=== RECORDS FOR PROCESSING ===
════════════════

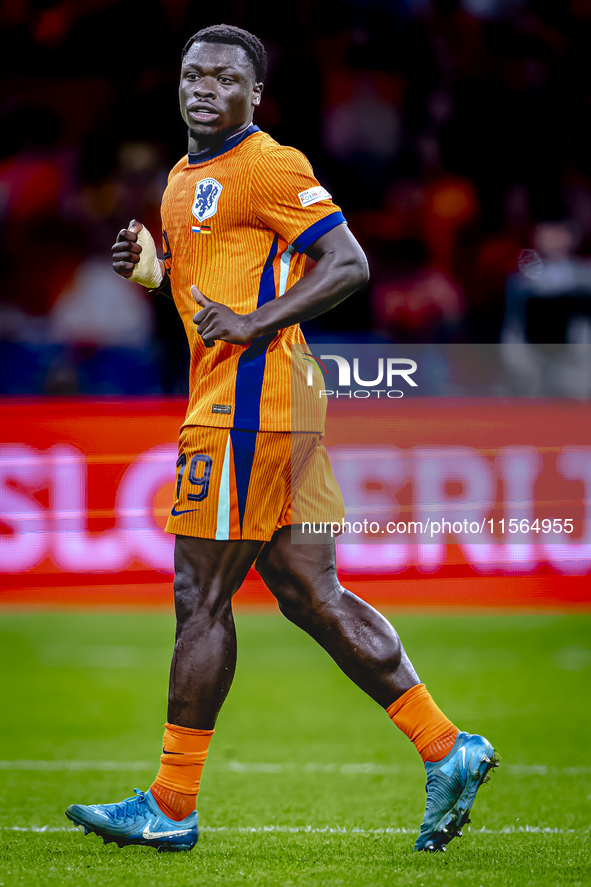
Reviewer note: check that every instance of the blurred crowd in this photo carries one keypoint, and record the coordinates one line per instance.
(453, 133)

════════════════

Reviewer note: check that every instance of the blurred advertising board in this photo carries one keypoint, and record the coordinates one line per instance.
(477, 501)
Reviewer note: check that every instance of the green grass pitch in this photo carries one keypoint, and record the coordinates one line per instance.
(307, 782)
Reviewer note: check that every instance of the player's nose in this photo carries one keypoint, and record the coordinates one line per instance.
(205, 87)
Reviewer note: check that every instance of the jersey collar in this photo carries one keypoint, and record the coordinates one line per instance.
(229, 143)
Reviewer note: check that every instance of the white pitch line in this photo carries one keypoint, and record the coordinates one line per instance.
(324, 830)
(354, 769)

════════════════

=== WHAT IS EXPECTED ===
Pull out every line in the listing above that contains the word "pitch", and copy each of those lines in full.

=== SOLUTION TO THIS TASK ===
Reviewer note: check that every instance of the green grass pitch in this photo carries one keypoint, and record the coordinates one line per instance.
Reviewer note: check that every instance of the white pitch line in this photo carries one keypoint, and record the coordinates one line per instance.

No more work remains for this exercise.